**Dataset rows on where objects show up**
========================================

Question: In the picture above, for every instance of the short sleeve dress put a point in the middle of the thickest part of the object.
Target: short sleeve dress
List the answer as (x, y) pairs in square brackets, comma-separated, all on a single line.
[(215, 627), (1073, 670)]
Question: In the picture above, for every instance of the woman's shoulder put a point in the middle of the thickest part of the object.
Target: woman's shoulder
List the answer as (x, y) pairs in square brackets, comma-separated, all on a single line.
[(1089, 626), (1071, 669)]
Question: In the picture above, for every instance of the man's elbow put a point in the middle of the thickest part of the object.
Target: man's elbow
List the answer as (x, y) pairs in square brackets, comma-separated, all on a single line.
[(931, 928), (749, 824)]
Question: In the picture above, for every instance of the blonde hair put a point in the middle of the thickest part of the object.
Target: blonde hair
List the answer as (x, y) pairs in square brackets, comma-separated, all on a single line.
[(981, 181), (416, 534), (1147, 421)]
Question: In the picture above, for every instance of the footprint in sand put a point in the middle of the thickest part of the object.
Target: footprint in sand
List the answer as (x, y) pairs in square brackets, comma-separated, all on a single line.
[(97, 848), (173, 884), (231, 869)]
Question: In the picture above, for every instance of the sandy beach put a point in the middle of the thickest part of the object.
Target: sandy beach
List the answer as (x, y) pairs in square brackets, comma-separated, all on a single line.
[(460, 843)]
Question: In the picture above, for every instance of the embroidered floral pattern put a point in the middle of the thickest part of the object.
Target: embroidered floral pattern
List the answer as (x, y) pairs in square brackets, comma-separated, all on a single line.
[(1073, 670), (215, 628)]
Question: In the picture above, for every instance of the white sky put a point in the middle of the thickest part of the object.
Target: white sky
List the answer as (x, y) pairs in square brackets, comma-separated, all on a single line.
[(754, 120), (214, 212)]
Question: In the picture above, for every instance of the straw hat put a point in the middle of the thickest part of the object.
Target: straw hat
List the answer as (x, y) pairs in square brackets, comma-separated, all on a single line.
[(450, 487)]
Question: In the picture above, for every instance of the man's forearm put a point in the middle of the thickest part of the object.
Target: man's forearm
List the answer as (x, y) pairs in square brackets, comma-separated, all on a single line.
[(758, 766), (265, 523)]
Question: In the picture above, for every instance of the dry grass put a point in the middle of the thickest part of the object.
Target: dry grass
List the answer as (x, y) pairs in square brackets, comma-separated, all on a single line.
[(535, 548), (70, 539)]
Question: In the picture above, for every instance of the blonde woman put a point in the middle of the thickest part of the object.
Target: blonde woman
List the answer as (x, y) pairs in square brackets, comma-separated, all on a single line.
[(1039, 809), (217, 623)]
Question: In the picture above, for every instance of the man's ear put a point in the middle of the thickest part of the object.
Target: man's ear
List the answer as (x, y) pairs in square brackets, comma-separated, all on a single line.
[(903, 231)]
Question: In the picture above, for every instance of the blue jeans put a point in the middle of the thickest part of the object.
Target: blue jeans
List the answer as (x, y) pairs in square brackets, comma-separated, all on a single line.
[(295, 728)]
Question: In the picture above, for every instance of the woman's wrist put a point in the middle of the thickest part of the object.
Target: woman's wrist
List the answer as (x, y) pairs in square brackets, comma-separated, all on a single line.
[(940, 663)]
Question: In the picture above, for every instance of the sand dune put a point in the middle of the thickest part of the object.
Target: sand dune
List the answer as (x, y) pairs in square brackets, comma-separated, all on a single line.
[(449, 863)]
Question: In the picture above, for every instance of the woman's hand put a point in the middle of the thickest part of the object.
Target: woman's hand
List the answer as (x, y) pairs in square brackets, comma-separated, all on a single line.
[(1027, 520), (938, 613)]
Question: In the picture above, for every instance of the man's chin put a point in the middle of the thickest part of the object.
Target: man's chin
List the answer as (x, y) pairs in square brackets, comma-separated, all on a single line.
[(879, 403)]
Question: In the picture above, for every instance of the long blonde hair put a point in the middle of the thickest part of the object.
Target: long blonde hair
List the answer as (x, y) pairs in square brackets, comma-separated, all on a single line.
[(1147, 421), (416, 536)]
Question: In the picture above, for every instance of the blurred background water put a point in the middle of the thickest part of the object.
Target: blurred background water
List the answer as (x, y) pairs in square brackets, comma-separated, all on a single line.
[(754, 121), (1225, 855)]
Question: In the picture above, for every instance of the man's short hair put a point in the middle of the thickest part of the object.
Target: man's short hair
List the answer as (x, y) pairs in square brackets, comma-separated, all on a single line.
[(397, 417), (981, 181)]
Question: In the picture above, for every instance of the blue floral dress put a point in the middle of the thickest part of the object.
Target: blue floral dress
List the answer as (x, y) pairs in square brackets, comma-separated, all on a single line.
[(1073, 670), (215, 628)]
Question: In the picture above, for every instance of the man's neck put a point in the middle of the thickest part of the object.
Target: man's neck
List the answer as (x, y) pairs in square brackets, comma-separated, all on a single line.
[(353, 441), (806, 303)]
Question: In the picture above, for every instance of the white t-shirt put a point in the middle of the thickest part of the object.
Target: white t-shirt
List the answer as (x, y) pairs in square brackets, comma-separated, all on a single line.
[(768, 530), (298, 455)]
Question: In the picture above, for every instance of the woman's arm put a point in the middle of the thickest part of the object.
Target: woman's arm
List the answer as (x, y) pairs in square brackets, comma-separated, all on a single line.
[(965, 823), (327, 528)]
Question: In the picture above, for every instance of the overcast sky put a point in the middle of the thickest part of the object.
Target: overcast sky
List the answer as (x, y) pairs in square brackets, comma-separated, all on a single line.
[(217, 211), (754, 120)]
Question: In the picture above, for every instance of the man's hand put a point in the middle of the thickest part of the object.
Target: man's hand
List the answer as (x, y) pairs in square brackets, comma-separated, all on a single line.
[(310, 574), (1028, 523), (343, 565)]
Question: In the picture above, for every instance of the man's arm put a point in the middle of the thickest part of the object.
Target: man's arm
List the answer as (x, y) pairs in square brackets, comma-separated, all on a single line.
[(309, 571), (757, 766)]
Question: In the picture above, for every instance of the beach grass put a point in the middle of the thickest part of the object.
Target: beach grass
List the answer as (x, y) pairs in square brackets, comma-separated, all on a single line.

========================================

**Stated goal**
Put the entries starting at the line containing "the woman's wrist" and ending at the line containing "[(940, 663)]" into a two-column CSV with the headers text and answer. Give one row per entry, with each value in its own quoted field and line breaks replaced by spaces.

**Correct output**
text,answer
"Question: In the picture above, for every instance of the woman's wrist put a point in the middle of the thickest part of the object. Target: woman's wrist List the answer as (x, y) pairs in square brackets, comma-separated, all on a single line.","[(940, 663)]"